** Goals **
A – In the court opinion below, on what date did the plaintiff file this civil action?
B – List every court case cited by name in the Discussion section of the court opinion below.
C – Does the court opinion below support each statement? Answer yes or no for each, and quote the words that decide it. (i) The opinion was written by Emmet G. Sullivan. (ii) The plaintiff sent his requests to HUD by email. (iii) HUD responded to the first request before the suit was filed.

** start Page text **

United States District Court, District of Columbia

April 24, 2018

DEREK N. JARVIS, Plaintiff,
v.
UNITED STATES DEPARTMENT OF HOUSING AND URBAN DEVELOPMENT, Defendant.

          MEMORANDUM OPINION

          Emmet G. Sullivan United States District Judge

         Plaintiff Derek N. Jarvis brings this action against the United States Department of Housing and Urban Development (“HUD”) under the Freedom of Information Act (“FOIA”), see 5 U.S.C. § 552. This matter is before the court on Defendant's Motion for Summary Judgment, ECF No. 8. For the reasons discussed below, the court GRANTS defendant's motion.[1]

         I. BACKGROUND

         By letter dated November 22, 2016, plaintiff sent a request to HUD for “all document(s) related to Derek N. Jarvis, and Shirley J. Pittman, and record(s) related to Jarvis and Pittman, ” including phone records, emails, and letters. Compl., Ex. 1 (exhibit numbers designated by the court). Roughly three months later, plaintiff sent a second letter to HUD which in relevant part stated:

On November 22, 2016, I submitted a letter to HUD requesting all records, documents, emails[, ] phone records, logs[, ] etc., pertaining to Derek Jarvis. Derek Jarvis has filed several complaints with HUD against Landlords since 2006, and the agency has failed to enforce housing violations and discrimination that he has been subjected to, engaging in fraud and possible conspiracy.
It has now been approximately, (3) months since I first requested this information . . ., and I have not received any information from HUD . . . . HUD had engaged in fraudulent practices during the prior administration and refused to enforce housing violations and in some cases which I experienced facilitated the housing violations by landlords.

Id., Ex. 2. Plaintiff sent both requests to HUD's Secretary “by first class postal mail to HUD's Washington[, ] DC address on 451 7th Street, S.W.” Jarvis Decl. ¶ 5.[2] He filed this civil action on August 28, 2017, by which time HUD had not responded to either request. Compl. ¶¶ 4-5.

         II. DISCUSSION

         A FOIA case typically and appropriately is decided on a motion for summary judgment. See, e.g., Gold Anti-Trust Action Comm., Inc. v. Bd. of Governors of the Fed. Reserve Sys., 762 F.Supp.2d 123, 130 (D.D.C. 2011) (citations omitted). Summary judgment is granted when there is no genuine issue of material fact and the movant is entitled to judgment as a matter of law. Fed.R.Civ.P. 56(c); Celotex Corp. v. Catrett, 477 U.S. 317, 325 (1986). In determining whether a genuine issue of fact exists, the court must view all facts in the light most favorable to the non-moving party. See Matsushita Elec. Indus. Co. v. Zenith Radio Corp., 475 U.S. 574, 587 (1986). Under FOIA, all underlying facts and inferences are analyzed in the light most favorable to the FOIA requester; as such, only after an agency proves that it has fully discharged its FOIA obligations is summary judgment appropriate. Moore v. Aspin, 916 F.Supp. 32, 35 (D.D.C. 1996) (citing Weisberg v. U.S. Dep't of Justice, 705 F.2d 1344, 1350 (D.C. Cir. 1983)).

** end Page text **
** start Data excerpts **

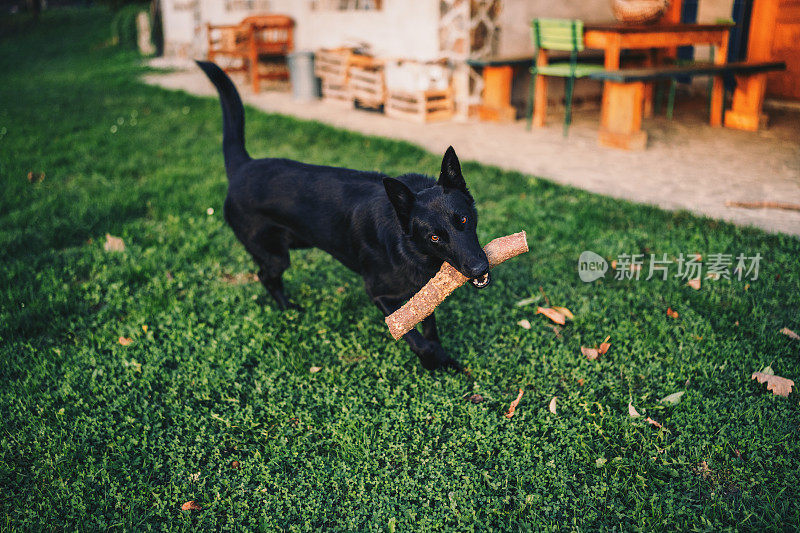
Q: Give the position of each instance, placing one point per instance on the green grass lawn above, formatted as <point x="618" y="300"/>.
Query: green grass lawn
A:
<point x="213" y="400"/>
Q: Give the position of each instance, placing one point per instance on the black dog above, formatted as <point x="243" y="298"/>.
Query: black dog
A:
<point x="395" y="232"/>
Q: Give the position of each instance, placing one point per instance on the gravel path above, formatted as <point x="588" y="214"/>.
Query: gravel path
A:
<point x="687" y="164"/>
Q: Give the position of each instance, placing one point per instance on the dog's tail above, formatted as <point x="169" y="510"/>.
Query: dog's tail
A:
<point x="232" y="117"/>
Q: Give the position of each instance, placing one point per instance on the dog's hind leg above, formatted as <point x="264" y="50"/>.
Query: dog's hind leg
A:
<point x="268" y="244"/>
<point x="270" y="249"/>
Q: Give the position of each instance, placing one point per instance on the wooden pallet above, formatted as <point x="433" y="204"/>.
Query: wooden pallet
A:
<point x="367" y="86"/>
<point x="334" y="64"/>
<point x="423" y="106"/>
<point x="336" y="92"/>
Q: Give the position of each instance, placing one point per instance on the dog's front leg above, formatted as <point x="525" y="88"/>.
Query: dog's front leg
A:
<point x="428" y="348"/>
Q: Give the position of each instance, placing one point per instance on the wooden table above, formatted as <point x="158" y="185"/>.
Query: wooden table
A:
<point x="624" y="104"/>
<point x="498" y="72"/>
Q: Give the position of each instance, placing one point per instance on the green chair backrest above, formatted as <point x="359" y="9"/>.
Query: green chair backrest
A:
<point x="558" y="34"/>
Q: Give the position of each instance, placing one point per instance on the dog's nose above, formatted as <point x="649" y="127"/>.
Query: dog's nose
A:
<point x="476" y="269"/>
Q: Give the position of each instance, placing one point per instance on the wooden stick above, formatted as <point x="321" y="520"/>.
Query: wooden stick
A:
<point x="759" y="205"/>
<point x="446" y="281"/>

** end Data excerpts **
** start Data excerpts **

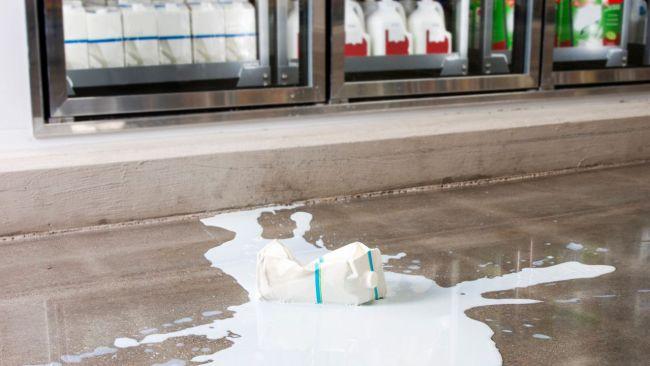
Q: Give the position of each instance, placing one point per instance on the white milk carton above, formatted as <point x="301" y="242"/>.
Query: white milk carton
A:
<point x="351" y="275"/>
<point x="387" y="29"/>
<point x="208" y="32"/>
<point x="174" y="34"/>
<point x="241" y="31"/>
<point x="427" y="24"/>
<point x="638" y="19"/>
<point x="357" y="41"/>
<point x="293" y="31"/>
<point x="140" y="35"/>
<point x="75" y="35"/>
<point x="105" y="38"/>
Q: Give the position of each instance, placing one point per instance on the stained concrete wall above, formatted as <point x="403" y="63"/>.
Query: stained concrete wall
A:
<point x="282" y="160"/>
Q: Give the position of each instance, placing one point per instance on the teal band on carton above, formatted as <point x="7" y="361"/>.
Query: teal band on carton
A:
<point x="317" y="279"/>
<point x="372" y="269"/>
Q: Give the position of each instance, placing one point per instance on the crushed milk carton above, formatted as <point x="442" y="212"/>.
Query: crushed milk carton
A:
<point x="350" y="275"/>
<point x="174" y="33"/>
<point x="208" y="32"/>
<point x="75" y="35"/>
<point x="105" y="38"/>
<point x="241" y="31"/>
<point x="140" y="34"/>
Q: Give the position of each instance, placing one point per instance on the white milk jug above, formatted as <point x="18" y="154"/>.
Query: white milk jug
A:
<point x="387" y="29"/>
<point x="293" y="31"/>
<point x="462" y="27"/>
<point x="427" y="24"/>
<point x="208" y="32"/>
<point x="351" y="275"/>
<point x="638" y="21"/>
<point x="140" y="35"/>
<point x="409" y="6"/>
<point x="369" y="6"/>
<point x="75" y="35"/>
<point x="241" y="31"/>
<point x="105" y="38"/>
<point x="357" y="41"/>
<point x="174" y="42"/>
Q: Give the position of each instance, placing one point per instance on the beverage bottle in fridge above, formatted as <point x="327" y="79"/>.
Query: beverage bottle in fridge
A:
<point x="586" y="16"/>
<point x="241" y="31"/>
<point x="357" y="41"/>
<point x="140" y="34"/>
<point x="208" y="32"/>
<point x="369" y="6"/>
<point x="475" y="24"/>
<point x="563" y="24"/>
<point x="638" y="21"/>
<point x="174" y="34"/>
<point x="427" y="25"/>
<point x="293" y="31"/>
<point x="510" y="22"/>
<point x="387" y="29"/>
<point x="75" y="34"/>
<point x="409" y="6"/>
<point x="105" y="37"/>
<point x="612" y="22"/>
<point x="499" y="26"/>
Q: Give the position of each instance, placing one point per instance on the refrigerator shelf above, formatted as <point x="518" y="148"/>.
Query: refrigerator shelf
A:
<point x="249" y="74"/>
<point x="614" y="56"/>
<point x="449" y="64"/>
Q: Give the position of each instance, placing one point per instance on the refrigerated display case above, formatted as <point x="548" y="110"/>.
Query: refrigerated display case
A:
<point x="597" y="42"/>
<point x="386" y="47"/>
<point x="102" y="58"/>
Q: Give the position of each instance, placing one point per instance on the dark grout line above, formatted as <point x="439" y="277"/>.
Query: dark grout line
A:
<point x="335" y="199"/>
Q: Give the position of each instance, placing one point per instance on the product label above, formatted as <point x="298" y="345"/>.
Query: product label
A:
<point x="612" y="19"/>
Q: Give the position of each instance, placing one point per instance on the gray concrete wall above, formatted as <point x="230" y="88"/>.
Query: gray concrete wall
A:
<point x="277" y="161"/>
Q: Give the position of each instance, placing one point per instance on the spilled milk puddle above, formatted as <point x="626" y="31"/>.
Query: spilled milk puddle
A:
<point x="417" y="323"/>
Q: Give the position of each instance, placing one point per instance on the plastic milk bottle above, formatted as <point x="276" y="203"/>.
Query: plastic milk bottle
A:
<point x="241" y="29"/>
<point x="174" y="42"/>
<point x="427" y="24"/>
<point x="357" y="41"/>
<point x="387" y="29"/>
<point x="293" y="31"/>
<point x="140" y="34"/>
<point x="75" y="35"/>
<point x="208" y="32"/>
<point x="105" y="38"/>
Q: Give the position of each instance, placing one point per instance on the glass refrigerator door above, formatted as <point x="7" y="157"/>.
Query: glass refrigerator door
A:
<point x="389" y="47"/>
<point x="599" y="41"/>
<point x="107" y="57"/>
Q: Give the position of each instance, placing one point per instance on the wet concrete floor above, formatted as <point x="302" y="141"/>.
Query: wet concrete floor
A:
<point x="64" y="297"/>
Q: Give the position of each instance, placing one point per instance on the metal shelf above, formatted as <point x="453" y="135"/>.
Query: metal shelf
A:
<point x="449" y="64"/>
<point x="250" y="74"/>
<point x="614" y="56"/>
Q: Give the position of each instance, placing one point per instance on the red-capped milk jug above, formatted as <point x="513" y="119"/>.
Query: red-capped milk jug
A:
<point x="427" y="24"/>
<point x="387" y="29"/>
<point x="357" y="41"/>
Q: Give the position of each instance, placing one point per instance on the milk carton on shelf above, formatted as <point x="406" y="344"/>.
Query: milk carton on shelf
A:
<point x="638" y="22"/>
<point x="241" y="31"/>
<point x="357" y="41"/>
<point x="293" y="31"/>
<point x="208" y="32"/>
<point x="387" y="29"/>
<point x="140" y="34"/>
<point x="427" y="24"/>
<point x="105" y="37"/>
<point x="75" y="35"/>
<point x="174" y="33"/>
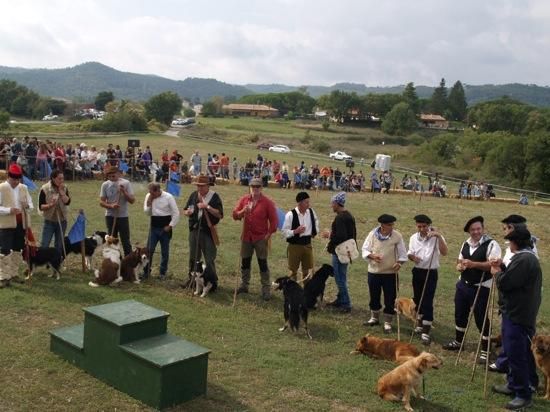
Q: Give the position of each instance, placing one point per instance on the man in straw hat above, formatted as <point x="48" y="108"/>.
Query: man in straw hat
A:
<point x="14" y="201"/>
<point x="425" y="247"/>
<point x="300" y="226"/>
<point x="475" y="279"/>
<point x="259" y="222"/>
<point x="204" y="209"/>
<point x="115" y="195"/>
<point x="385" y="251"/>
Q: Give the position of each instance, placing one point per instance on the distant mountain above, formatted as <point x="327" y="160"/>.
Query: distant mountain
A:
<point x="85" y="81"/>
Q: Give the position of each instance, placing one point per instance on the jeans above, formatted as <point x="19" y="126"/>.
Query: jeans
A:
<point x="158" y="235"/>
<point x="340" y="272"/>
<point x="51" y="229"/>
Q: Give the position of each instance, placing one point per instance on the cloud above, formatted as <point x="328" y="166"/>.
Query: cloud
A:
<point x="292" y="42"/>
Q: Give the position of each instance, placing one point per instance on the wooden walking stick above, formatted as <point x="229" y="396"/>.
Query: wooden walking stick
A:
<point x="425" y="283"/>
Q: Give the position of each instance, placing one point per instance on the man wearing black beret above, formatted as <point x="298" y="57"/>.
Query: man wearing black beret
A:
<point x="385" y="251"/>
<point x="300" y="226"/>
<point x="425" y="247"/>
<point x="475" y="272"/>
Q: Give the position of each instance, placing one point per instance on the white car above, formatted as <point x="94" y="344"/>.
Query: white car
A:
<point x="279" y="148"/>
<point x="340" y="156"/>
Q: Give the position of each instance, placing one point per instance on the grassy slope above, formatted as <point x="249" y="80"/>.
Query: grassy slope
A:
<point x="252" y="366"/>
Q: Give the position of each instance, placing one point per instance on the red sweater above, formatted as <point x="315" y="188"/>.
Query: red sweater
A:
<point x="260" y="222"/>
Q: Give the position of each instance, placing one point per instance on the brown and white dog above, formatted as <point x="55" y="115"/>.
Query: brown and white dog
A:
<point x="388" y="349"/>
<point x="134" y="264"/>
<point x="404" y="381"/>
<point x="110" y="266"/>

** end Data excerpts **
** start Data excerpts **

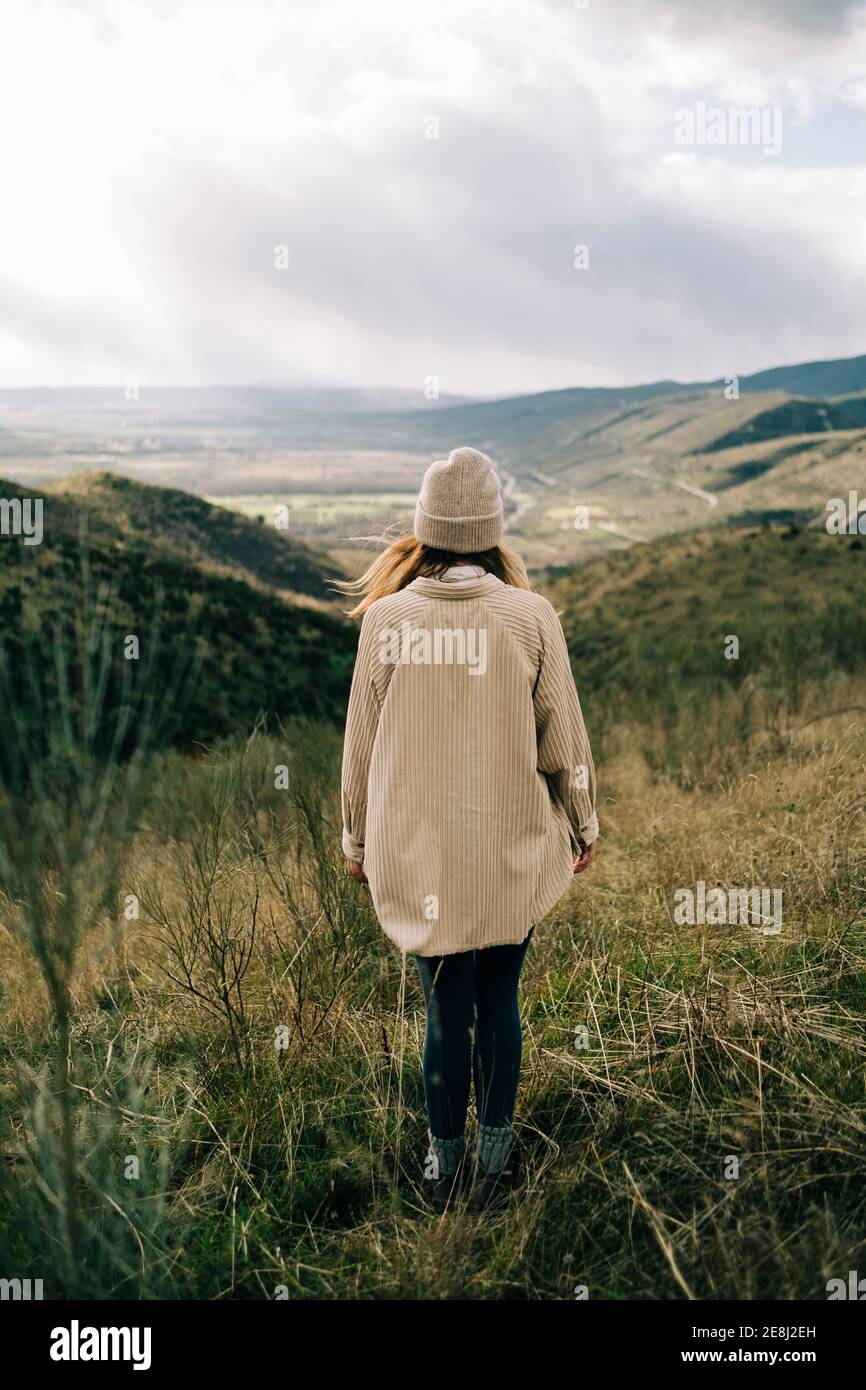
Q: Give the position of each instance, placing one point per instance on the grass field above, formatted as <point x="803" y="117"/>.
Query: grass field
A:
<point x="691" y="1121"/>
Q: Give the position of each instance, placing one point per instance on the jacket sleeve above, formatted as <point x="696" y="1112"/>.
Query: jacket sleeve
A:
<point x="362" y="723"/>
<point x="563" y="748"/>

** end Data excerpts **

** Solutions by task **
A – August 28, 2017

B –
- Gold Anti-Trust Action Comm., Inc. v. Bd. of Governors of the Fed. Reserve Sys.
- Celotex Corp. v. Catrett
- Matsushita Elec. Indus. Co. v. Zenith Radio Corp.
- Moore v. Aspin
- Weisberg v. U.S. Dep't of Justice

C –
(i) Yes: "Emmet G. Sullivan United States District Judge"
(ii) No: "by first class postal mail to HUD's Washington[, ] DC address on 451 7th Street, S.W."
(iii) No: "by which time HUD had not responded to either request"